» **Exercise instructions**
Pull out every line of the records below and repeat each one word for word.

» **Extracted entries**
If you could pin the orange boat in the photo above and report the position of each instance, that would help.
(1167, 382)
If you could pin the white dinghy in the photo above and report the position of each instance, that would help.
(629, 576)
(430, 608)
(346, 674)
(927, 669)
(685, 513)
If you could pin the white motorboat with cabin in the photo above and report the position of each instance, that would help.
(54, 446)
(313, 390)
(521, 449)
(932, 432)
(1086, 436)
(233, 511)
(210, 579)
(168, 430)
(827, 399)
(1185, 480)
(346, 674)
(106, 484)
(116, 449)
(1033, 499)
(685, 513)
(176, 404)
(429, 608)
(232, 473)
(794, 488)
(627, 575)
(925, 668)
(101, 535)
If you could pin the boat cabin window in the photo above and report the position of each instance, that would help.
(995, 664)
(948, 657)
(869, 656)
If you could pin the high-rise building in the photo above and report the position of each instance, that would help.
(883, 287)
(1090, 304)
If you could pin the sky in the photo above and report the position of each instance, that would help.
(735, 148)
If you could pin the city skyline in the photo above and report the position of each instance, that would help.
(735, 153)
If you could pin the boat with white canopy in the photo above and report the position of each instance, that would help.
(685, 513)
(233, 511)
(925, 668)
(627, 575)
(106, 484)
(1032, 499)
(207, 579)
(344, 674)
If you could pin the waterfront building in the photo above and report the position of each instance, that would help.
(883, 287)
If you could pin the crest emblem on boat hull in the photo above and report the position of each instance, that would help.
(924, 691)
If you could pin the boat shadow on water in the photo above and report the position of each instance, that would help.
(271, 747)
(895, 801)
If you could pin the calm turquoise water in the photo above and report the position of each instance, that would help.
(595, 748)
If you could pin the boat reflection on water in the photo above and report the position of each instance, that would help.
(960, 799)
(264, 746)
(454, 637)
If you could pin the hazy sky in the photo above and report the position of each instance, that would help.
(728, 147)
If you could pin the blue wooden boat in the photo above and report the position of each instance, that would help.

» **Problem solution**
If you could pin the orange boat in the photo above and report the position of each instance, that would help.
(1167, 382)
If you could pin the white dinghy in the photo above and report the position of each instance, that would help.
(629, 576)
(430, 608)
(346, 674)
(927, 669)
(685, 513)
If you could pin the white motorboat with cabin in the photo above and report the position of each instance, that would help.
(54, 446)
(313, 390)
(521, 449)
(932, 432)
(1086, 436)
(233, 511)
(210, 579)
(168, 430)
(827, 399)
(1185, 480)
(346, 674)
(106, 484)
(116, 449)
(1033, 499)
(685, 513)
(176, 404)
(429, 608)
(232, 473)
(794, 488)
(627, 575)
(925, 668)
(101, 535)
If you could pin the boat cabin window in the photo above and report the position of each instance, that would help.
(995, 664)
(948, 657)
(869, 656)
If you could pin the high-rise building in the photo above and report the position of each instance, that would help.
(883, 287)
(1090, 304)
If you could pin the sky in the photo above and report the position of each instance, that would help.
(735, 148)
If you could pin the city skyline in the photo above and report the position of each instance, that would help.
(735, 153)
If you could pin the boat with white canopy in the photo above and report the position of each instance, that would help.
(685, 513)
(233, 511)
(925, 668)
(627, 575)
(106, 484)
(1032, 499)
(207, 579)
(344, 674)
If you could pin the waterfront building in the photo above and report the position of each instance, that would help.
(883, 287)
If you could pin the crest emblem on boat hull in the photo above and report the position of each instance, that would help.
(924, 691)
If you could pin the boat shadow on water in the photo above and report the position of each instance, that would help.
(271, 747)
(895, 801)
If you could pin the calm turquoise water in the photo above and report the position of each instance, that would help.
(595, 748)
If you could pin the boat reflection on water in the photo above and report the position of each instance, that would help.
(960, 799)
(264, 746)
(454, 637)
If you could pin the hazy sky in the photo above and report the position of each instance, that would help.
(728, 147)
If you could pin the blue wooden boat in the photo above and report the position of each instance, that would help.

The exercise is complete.